Goal of the exercise> Retype all of the data exactly as given.

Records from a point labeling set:
● ● ● ● ●

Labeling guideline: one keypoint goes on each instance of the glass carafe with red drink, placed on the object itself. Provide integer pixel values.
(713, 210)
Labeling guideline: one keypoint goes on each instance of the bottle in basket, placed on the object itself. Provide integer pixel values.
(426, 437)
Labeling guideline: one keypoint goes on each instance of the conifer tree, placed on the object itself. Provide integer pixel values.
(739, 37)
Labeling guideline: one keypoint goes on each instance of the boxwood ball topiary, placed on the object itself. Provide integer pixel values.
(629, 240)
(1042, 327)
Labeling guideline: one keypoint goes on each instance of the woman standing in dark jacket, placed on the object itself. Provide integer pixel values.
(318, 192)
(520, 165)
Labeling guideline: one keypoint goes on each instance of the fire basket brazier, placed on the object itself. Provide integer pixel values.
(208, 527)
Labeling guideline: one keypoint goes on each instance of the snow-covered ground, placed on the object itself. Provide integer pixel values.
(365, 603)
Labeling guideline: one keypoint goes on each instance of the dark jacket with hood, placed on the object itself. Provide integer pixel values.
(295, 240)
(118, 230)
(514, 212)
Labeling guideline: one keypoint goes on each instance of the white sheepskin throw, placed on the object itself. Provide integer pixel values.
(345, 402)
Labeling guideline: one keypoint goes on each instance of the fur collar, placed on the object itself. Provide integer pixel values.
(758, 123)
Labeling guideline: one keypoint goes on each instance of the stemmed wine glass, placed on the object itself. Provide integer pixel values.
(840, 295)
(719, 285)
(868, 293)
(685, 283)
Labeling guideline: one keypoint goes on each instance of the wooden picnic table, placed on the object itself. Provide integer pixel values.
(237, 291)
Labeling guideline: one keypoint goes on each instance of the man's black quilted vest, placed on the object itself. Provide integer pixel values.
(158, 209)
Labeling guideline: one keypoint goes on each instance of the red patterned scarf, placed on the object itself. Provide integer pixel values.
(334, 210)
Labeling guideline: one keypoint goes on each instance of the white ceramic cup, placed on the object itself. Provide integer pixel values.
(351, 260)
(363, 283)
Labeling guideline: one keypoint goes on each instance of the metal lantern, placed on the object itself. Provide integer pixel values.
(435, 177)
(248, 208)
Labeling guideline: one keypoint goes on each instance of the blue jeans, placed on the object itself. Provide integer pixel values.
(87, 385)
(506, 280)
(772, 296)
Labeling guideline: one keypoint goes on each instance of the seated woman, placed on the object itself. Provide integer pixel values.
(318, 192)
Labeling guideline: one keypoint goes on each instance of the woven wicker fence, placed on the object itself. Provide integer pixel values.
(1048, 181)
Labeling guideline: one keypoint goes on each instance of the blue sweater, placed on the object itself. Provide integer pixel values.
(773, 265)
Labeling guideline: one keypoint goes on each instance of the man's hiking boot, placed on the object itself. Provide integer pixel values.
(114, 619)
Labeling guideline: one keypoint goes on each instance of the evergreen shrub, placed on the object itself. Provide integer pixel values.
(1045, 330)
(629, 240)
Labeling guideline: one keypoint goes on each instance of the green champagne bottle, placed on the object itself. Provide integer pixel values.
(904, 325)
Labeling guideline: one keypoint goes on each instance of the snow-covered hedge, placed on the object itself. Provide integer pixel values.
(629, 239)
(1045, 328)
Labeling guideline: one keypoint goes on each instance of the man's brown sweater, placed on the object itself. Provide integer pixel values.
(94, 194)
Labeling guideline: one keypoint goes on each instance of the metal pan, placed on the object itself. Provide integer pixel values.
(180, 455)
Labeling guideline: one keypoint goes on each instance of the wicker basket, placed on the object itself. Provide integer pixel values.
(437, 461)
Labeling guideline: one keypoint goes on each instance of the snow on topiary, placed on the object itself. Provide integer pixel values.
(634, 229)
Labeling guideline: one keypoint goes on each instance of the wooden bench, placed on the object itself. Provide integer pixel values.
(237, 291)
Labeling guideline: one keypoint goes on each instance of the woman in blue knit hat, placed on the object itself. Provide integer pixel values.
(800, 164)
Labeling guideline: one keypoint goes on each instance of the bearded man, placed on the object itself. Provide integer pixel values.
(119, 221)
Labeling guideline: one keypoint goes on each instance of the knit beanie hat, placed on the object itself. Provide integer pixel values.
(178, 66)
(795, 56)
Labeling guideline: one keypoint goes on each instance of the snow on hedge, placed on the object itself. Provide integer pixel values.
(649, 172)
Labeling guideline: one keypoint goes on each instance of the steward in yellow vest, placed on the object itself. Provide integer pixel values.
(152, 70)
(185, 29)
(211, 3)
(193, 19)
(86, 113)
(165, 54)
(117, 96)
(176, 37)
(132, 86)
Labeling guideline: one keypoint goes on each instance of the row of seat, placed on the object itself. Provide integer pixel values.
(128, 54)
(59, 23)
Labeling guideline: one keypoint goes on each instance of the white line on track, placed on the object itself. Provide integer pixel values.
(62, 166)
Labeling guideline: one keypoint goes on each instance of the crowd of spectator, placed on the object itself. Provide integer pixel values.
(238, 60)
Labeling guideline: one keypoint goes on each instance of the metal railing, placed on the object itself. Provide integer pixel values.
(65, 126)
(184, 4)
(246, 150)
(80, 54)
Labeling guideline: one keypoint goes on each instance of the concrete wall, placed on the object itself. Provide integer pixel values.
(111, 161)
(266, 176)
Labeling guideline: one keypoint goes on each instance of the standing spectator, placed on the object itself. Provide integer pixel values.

● ● ● ● ●

Response to this task>
Labeling guideline: one keypoint goes on each instance of the glass carafe with red drink, placed on the object itself. Provide integer pixel values.
(713, 210)
Labeling guideline: one keypoint goes on each instance of the bottle in basket, placed on the object itself. Provide integer pixel values.
(426, 437)
Labeling guideline: one keypoint goes on each instance of the conifer tree, placed on the object itself. Provide integer pixel values.
(739, 37)
Labeling guideline: one keypoint goes on each instance of the boxwood ball topiary, placed on the object itself. Provide integer pixel values.
(629, 240)
(1042, 327)
Labeling guideline: one keypoint goes on each instance of the woman standing in dark jacket, placed on the object itself. Provide integer pixel values.
(318, 192)
(520, 165)
Labeling guideline: one keypoint goes on each instance of the fire basket brazier, placed on the object itself. Provide integer pixel values.
(208, 527)
Labeling guideline: one keypoint goes on each instance of the snow-covered ground, placed on the object itself. Provide integer pixel values.
(365, 603)
Labeling guideline: one keypoint goes on each instance of the dark jacket with hood, placed on the object itself. Provide integer pixel values.
(295, 240)
(118, 230)
(514, 212)
Labeling guideline: one keypoint goes on each instance of the white sheepskin throw, placed on the object itself. Provide integer pixel values.
(345, 402)
Labeling guideline: one keypoint goes on each instance of the fur collar, placed on the object itself. Provide integer pixel values.
(758, 123)
Labeling guideline: one keypoint goes on each instance of the stemmed wine glass, placed on the object itself. Provide integer pixel values.
(840, 295)
(719, 285)
(868, 293)
(685, 283)
Labeling guideline: one keypoint goes on each instance of the wooden picnic table, placed on the object itself. Provide integer pixel values.
(237, 291)
Labeling guideline: one keypoint goes on each instance of the man's black quilted vest, placed on the object itself. Provide integer pixel values.
(158, 209)
Labeling guideline: one keypoint goes on each instance of the red patterned scarf, placed on the object itself. Provide integer pixel values.
(334, 210)
Labeling guideline: one keypoint goes on each instance of the white ceramic cup, placed on the object itself. Provide integer pixel values.
(351, 260)
(363, 283)
Labeling guideline: one keypoint goes on each instance of the metal lantern, placed on the object itself. Provide integer pixel values.
(435, 177)
(248, 208)
Labeling guideline: one keypoint goes on each instance of the blue jeans, placed on the object itself. Provide integer pixel values.
(87, 385)
(506, 280)
(772, 296)
Labeling guideline: one keypoint goes on each instance of the seated woman, placed on the object itself. Provide integer pixel values.
(318, 192)
Labeling guideline: one keypoint goes on each instance of the woven wicker fence, placed on the object itself. Provide integer pixel values.
(1048, 181)
Labeling guideline: one keypoint goes on each instance of the blue sweater, placed on the object itself. Provide integer pixel values.
(773, 265)
Labeling guideline: one keypoint goes on each instance of the man's hiking boot, placed on the object itself. Provide integer pixel values.
(114, 619)
Labeling guideline: one keypoint goes on each instance of the evergreen shrub, placed on the object itself. Provide integer pixel values.
(1045, 330)
(629, 240)
Labeling guideline: one keypoint goes on each instance of the green champagne bottle, placed on the object itself. Provide integer pixel values.
(904, 325)
Labeling guideline: one keypoint goes on each instance of the snow-covered hedge, placed on the object itself. Provide integer pixel values.
(629, 239)
(1045, 328)
Labeling guideline: one keypoint goes on each instance of the man's brown sweater, placed on the object itself. Provide integer pixel values.
(94, 194)
Labeling guideline: one keypoint goes on each instance of the metal pan, placed on the object itself. Provide integer pixel values.
(180, 455)
Labeling guideline: one keypoint goes on each instance of the wicker basket, placed on the object itself. Provide integer pixel values.
(437, 461)
Labeling guideline: one keypoint goes on each instance of the snow on topiary, placed on the object itself. Provide integer pixel values.
(634, 229)
Labeling guideline: one keypoint goes on each instance of the wooden bench, placed on the object itself. Provide integer pixel values.
(237, 291)
Labeling guideline: one keypoint goes on each instance of the woman in blue knit hat, placed on the object itself. Provide integer pixel values.
(800, 164)
Labeling guideline: one keypoint goes on each instance of the bearded man, placed on the object itself. Provide integer pixel values.
(119, 221)
Labeling guideline: one keypoint goes on each instance of the knit beanie hat, placed on the object itself. Provide integer pixel values.
(178, 66)
(795, 56)
Labeling guideline: one keypoint goes on each instance of the snow on hedge, placed on the object itself. Provide integer pixel values.
(649, 172)
Labeling guideline: one keypoint goes on each instance of the steward in yellow vest, placed on the object itself. Provide integer pixel values.
(152, 70)
(185, 29)
(211, 3)
(193, 19)
(86, 113)
(165, 54)
(117, 96)
(176, 37)
(132, 86)
Labeling guideline: one keypoint goes on each instance of the row of seat, placed on the object itself. Provide integer pixel values.
(128, 54)
(59, 23)
Labeling guideline: one keypoint goes on each instance of the white line on track, placed on the object itself. Provide integer pixel values.
(62, 166)
Labeling guideline: one keypoint goes on each instance of the crowd of spectator, placed on the object itself. Provide integer pixel values.
(238, 60)
Labeling guideline: one keypoint goes on each instance of the metal railing, placed on the object itself. Provide integer pixel values.
(65, 126)
(184, 4)
(246, 150)
(80, 54)
Labeling guideline: one keypoint goes on each instance of the concrete wall, placed on the object itself. Provide integer pixel values.
(111, 161)
(266, 176)
Labeling guideline: one keypoint goes on each instance of the standing spectator, placed on the object itself. Provide integer pixel values.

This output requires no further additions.